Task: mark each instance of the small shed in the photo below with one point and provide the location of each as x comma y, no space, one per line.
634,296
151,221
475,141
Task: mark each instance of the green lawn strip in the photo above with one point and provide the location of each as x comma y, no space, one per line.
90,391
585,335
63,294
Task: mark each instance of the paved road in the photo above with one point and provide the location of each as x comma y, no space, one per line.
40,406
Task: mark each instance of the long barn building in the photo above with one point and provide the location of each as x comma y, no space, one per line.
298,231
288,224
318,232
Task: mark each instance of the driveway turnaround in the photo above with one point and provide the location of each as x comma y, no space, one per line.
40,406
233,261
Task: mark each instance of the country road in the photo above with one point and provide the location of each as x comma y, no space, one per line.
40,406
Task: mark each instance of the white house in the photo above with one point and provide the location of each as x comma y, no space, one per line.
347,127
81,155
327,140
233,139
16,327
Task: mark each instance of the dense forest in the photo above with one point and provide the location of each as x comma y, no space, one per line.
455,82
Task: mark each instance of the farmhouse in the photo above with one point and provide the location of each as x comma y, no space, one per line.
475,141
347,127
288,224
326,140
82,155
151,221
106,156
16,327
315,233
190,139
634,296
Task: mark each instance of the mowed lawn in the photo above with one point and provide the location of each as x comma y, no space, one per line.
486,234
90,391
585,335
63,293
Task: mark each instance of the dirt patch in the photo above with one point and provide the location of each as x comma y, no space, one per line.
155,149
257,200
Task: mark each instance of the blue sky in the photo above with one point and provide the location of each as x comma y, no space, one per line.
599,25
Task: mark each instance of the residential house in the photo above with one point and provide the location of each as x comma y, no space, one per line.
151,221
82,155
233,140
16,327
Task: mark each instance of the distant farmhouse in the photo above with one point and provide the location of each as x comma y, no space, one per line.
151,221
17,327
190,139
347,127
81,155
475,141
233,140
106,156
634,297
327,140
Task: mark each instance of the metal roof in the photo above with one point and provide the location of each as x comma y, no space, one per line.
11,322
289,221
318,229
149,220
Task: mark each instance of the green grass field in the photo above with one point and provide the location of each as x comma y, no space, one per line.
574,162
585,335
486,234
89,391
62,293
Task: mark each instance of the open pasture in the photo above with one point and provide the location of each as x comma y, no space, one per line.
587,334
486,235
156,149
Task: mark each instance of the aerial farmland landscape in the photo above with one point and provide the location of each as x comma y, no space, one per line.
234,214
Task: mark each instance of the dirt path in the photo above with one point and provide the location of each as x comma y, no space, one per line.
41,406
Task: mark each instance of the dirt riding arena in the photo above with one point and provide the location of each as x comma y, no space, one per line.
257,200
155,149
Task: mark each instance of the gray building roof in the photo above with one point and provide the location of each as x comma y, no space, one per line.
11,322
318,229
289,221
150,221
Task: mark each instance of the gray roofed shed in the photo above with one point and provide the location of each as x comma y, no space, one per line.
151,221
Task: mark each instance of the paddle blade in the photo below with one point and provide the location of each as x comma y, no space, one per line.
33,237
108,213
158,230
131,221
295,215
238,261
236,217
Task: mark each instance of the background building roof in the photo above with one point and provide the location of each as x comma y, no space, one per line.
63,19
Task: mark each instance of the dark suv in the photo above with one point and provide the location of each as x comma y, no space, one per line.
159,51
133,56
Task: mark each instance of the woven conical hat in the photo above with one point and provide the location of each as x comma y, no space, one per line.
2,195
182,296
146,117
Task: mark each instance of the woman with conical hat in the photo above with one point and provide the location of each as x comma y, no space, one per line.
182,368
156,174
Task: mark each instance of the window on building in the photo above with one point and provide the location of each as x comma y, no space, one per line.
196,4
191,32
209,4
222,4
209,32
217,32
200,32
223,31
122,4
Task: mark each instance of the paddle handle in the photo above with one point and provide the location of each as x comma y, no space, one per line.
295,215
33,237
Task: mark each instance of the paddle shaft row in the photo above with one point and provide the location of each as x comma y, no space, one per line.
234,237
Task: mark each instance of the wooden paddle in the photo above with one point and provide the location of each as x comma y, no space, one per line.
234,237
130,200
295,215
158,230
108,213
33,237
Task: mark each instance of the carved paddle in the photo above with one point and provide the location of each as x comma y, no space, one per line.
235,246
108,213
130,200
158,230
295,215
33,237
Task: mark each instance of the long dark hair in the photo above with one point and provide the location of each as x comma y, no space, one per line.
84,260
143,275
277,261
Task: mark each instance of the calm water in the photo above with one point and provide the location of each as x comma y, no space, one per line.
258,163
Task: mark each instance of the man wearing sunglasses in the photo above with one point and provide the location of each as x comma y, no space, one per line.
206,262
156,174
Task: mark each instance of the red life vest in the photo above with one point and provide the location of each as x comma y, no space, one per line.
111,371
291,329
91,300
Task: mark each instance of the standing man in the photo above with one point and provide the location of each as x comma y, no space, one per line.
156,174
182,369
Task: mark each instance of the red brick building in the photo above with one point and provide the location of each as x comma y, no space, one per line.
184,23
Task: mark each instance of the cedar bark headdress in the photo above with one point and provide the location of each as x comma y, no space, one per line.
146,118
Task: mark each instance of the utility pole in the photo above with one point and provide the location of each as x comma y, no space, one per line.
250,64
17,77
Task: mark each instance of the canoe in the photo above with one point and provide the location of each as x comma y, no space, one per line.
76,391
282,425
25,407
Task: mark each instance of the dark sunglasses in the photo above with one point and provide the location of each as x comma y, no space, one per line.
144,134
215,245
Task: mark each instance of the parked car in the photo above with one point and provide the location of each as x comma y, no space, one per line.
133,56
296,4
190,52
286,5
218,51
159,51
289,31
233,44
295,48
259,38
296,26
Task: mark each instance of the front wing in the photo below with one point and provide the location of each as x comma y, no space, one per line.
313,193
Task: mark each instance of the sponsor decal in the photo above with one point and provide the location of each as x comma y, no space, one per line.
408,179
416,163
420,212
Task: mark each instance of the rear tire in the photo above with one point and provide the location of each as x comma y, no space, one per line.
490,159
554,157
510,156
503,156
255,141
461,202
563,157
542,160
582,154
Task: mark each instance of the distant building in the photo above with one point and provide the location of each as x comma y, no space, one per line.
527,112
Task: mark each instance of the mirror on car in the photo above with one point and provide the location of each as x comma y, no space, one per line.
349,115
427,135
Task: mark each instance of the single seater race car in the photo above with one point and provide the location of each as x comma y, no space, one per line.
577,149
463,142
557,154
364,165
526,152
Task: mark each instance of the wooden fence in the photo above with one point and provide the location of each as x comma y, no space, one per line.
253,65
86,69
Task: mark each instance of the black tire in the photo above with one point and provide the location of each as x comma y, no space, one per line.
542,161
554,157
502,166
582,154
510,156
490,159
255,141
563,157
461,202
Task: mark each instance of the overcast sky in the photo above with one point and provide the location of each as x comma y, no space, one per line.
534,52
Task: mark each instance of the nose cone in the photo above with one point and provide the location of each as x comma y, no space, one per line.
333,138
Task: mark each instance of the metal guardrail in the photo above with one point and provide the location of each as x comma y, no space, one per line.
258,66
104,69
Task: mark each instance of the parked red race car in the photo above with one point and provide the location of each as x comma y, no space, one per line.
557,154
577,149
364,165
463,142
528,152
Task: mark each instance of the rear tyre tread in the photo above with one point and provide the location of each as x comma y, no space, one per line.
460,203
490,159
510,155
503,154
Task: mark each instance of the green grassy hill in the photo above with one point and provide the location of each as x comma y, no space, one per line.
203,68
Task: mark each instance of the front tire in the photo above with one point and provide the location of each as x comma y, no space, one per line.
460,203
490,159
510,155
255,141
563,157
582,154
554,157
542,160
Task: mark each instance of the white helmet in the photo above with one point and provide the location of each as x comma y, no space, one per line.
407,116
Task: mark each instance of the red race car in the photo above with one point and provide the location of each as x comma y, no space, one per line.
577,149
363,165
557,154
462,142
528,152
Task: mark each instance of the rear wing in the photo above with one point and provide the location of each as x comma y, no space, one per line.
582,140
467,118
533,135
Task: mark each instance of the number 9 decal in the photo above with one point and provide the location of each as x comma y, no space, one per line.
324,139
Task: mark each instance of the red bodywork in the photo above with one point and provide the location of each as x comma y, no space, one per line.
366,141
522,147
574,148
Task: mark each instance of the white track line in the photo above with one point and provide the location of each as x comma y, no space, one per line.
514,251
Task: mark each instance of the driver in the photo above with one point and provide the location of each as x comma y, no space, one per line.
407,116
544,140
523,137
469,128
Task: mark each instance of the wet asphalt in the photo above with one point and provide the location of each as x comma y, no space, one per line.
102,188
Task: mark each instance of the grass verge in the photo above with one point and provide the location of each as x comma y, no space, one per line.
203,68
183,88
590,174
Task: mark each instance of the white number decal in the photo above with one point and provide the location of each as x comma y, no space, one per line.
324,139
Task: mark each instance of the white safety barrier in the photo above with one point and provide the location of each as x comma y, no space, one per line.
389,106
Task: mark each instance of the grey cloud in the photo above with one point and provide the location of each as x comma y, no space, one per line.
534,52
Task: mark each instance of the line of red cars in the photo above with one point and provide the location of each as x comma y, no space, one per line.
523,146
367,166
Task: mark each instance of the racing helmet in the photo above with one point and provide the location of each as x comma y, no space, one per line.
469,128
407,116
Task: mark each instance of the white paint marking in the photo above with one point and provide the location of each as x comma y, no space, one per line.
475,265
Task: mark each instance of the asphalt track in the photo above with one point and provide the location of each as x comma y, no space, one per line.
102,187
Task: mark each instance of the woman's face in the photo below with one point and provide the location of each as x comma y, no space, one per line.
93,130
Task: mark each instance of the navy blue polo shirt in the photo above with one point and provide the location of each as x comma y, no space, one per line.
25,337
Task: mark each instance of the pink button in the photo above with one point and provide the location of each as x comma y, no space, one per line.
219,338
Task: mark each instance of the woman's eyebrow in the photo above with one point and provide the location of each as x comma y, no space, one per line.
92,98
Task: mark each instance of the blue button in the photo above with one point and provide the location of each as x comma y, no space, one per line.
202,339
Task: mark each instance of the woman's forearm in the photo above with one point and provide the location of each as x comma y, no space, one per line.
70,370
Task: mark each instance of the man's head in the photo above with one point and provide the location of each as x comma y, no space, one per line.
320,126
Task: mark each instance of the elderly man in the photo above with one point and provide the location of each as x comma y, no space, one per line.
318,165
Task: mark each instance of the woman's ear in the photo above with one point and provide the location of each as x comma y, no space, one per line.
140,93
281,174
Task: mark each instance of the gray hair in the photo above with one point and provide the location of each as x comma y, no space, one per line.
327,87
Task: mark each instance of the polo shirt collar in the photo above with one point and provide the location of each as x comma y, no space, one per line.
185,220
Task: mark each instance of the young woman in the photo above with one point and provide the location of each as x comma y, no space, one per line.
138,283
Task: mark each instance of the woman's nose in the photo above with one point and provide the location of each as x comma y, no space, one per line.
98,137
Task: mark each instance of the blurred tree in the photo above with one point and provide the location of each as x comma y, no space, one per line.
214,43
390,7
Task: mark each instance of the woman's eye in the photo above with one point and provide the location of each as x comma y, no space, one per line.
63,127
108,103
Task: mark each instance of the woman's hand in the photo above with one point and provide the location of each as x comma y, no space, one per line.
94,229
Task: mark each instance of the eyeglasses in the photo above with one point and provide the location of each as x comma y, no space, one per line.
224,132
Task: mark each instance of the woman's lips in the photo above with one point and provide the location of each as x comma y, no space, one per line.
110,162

━━━━

Exactly as they appear above, write out the line containing "Task: mark each instance of the young" and each line that comes after it in the records.

Task: mark each instance of the young woman in the photo above with one point and provide the location of each as x comma y, no space, one per line.
138,283
Task: mark each instance of the woman's nose in the photo above with one point and provide the location of each as x comma y, no space, one per line.
98,137
Task: mark each instance of the blurred tree in the photo above with one point and provide the location of each as x comma y, no space, one per line.
214,43
390,7
Task: mark each instance of the woman's eye in the photo above with one point and provide the location of each as x comma y, no space, one per line.
63,127
108,103
Task: mark each instance of the woman's hand in the photo above with one point and provide the location of each as x comma y, no space, one per line.
94,229
Task: mark each instance of the eyeglasses in the photo above with one point and provide the location of each as x comma y, no space, one per line.
224,132
Task: mark each instance of the woman's lips in the photo above with one point and provide the location of each as x comma y, no space, one per line.
110,162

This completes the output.